▶ _Source document_

=====

We must keep in mind in the present case that it is not an action for compensation against the employer. That has been determined by the New York Compensation Law which the employer and employee agreed would control the rights between them. The present action is against another person who was not a party to that agreement. We are of the opinion that under the ruling in Carroll v. Lanza, supra, the District Judge was in error in holding the present action against Steele barred by reason of the New York Statute. See also Industrial Commission of Wisconsin v. McCartin, 330 U.S. 622, 627-628, 67 S. Ct. 886, 91 L. Ed. 1140.
Appellee also contends that the action is barred by reason of the provisions of the Michigan Compensation Act. As pointed out hereinabove that Act has been construed as barring an action against a fellow employee if the benefits of compensation under the Act are retained. No proceedings were taken under the Michigan Compensation Act and no benefits have been received or retained. We do not agree with appellee's contention that because appellant would have been entitled to compensation under the Michigan Act if she had requested it, Conover v. Rust Engineering Co., 279 Mich. 16, 271 N.W. 536, compensation was accordingly "payable" to her under the Act, which was sufficient, without being actually paid, to bar an action against a fellow employee. We are referred to no Michigan case which so holds. Compare: Fox v. Detroit United Railway, 218 Mich. 5, 9, 187 N.W. 321; Foster v. Buckner, 6 Cir., 203 F.2d 527, 531.
The judgment is reversed and the case remanded to the District Court for further proceedings consistent with the views expressed herein.

=====

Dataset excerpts

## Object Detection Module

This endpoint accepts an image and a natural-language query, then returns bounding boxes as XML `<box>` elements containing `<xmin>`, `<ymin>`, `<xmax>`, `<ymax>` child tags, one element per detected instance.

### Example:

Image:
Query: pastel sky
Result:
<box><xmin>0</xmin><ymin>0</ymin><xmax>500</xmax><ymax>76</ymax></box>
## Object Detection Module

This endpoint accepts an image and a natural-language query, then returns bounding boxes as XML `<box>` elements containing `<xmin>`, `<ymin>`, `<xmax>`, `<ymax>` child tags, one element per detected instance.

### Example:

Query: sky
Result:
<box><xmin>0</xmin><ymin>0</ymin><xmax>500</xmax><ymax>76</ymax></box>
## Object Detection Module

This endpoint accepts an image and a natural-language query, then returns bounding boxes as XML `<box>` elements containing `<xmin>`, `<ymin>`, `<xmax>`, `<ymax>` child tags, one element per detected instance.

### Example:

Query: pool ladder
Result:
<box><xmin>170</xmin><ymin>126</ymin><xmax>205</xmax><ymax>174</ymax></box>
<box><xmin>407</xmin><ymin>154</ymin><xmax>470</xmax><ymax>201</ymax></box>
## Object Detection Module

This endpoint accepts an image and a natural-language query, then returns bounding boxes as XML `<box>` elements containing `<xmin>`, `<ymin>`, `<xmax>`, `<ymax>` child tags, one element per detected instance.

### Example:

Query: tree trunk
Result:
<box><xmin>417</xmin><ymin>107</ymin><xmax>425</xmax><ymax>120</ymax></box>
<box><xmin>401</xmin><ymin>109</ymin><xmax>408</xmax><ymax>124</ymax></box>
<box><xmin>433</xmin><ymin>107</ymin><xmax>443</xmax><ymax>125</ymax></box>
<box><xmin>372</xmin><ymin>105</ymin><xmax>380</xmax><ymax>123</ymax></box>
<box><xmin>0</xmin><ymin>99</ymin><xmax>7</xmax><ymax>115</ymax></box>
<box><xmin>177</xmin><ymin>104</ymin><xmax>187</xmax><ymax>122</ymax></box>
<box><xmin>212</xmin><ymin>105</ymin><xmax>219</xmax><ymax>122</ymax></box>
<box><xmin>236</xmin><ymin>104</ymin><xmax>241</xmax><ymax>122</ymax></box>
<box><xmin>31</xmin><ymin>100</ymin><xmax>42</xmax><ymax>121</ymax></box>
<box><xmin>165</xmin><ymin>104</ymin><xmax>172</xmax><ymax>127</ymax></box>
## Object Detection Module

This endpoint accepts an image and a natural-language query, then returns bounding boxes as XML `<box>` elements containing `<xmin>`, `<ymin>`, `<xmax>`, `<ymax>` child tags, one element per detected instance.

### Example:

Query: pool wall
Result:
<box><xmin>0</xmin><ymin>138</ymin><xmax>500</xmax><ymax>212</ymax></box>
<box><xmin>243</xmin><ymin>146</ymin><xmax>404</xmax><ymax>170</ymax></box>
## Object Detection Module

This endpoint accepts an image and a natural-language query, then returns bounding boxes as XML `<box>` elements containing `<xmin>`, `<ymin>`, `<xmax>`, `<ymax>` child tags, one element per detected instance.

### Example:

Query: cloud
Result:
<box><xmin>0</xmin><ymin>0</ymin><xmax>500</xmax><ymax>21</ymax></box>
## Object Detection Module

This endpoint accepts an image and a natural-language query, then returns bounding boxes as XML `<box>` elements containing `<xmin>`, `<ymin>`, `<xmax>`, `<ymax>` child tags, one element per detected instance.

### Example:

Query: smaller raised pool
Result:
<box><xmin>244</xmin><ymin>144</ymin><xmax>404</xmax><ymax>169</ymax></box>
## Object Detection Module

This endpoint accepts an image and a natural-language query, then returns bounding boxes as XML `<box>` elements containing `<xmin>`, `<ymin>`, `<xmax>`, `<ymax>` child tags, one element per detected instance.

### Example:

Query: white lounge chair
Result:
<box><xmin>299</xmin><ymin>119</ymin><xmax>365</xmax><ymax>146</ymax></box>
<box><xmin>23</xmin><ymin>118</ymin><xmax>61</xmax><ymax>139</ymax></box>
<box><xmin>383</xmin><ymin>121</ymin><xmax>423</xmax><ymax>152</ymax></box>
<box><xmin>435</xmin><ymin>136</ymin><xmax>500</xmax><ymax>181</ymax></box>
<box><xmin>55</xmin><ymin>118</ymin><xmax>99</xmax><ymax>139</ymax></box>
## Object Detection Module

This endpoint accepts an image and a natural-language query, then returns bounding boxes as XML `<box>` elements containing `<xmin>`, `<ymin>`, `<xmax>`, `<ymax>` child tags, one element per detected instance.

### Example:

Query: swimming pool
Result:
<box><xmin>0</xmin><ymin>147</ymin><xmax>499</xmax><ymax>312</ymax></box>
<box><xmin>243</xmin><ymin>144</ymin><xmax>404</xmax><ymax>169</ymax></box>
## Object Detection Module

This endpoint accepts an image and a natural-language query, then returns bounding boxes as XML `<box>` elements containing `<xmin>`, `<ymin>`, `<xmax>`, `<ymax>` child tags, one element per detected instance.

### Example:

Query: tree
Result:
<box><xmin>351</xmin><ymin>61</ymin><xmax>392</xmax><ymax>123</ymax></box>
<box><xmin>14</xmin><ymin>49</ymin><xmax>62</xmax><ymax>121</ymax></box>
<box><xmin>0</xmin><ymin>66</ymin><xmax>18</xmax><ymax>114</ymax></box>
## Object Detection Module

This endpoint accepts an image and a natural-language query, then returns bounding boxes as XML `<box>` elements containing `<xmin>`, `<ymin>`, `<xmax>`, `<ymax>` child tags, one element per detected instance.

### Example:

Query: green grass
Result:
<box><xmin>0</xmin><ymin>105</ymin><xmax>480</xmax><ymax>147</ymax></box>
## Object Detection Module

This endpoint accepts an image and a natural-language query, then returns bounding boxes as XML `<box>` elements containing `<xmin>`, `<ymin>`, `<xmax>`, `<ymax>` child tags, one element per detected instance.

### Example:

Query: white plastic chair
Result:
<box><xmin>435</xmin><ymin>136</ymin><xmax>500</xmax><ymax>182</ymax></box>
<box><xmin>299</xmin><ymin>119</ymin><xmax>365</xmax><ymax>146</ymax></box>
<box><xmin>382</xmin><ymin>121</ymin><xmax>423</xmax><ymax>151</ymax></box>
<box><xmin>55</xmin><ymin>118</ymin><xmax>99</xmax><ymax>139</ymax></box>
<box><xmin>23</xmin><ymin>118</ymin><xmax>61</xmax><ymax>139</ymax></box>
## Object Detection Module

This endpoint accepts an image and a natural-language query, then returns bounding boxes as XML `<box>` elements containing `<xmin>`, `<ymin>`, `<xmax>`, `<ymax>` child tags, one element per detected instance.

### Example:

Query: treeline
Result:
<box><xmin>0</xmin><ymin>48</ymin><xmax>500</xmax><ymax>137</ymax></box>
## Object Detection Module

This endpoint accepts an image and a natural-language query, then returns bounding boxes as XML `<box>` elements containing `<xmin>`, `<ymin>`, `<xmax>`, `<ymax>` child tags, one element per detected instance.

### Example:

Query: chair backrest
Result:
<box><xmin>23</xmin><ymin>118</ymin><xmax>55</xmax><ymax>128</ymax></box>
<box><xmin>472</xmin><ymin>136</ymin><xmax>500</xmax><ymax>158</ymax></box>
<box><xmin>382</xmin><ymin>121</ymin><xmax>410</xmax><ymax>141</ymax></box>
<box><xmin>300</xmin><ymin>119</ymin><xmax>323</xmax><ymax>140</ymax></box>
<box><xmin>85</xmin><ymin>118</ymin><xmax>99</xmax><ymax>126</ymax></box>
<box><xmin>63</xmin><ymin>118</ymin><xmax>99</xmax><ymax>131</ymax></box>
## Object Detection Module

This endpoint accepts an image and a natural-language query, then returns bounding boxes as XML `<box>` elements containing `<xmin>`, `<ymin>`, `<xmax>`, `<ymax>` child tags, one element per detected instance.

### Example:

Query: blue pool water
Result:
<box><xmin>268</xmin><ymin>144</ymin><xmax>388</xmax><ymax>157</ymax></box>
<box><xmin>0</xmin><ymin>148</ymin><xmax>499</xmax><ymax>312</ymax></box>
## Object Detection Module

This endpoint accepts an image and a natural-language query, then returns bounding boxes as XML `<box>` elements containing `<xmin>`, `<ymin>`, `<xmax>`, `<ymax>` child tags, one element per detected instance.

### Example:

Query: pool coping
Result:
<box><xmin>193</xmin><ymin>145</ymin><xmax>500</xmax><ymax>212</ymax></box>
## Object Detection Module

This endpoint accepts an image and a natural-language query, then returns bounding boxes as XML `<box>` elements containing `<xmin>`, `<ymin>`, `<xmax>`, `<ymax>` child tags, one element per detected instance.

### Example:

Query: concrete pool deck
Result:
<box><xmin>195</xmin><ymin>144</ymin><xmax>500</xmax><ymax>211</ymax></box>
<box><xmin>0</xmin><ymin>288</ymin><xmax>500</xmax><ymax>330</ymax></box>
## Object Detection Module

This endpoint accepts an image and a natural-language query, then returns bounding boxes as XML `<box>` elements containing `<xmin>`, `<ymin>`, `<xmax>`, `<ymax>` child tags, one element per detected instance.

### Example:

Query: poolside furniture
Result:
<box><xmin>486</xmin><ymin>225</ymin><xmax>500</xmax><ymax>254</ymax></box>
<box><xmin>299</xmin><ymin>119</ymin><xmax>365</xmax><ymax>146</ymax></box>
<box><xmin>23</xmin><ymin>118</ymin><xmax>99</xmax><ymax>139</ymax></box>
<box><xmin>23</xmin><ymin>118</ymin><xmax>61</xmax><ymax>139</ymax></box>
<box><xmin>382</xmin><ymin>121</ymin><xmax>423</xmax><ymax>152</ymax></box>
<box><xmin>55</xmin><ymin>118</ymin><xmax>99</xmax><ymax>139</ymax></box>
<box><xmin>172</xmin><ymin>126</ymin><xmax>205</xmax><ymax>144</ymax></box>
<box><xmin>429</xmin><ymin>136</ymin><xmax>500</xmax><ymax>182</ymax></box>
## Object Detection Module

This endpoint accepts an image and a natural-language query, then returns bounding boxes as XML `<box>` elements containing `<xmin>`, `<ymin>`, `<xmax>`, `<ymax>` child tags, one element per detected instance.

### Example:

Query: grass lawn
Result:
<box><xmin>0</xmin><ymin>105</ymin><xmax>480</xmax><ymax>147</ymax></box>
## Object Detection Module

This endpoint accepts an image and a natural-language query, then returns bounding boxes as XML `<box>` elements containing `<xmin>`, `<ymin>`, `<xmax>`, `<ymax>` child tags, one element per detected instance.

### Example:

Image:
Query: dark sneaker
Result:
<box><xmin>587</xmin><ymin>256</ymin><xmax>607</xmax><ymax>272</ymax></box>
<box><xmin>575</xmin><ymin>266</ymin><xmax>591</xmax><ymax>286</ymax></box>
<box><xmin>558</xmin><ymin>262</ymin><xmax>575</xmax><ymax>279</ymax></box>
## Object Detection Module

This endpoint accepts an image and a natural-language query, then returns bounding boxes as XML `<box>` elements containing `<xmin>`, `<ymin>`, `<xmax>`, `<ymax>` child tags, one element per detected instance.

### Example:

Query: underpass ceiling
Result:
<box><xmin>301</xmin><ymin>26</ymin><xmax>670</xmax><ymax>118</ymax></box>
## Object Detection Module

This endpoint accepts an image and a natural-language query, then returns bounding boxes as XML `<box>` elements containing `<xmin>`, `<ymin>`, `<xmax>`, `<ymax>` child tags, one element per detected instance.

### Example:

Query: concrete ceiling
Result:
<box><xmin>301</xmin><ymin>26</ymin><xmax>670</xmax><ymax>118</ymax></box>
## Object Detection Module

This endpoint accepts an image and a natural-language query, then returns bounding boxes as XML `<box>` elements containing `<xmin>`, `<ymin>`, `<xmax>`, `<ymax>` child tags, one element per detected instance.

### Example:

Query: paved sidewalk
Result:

=====

▶ _Requirement 1_
Name every case the court opinion cites by name.
▶ _Requirement 2_
Write out the part of the court opinion that opens with the words containing "We must keep" and closes with "L. Ed. 1140.".
The entries were taken from a different source than the court opinion.

▶ _Your solution 1_
Carroll v. Lanza
Industrial Commission of Wisconsin v. McCartin
Conover v. Rust Engineering Co.
Fox v. Detroit United Railway
Foster v. Buckner

▶ _Your solution 2_
We must keep in mind in the present case that it is not an action for compensation against the employer. That has been determined by the New York Compensation Law which the employer and employee agreed would control the rights between them. The present action is against another person who was not a party to that agreement. We are of the opinion that under the ruling in Carroll v. Lanza, supra, the District Judge was in error in holding the present action against Steele barred by reason of the New York Statute. See also Industrial Commission of Wisconsin v. McCartin, 330 U.S. 622, 627-628, 67 S. Ct. 886, 91 L. Ed. 1140.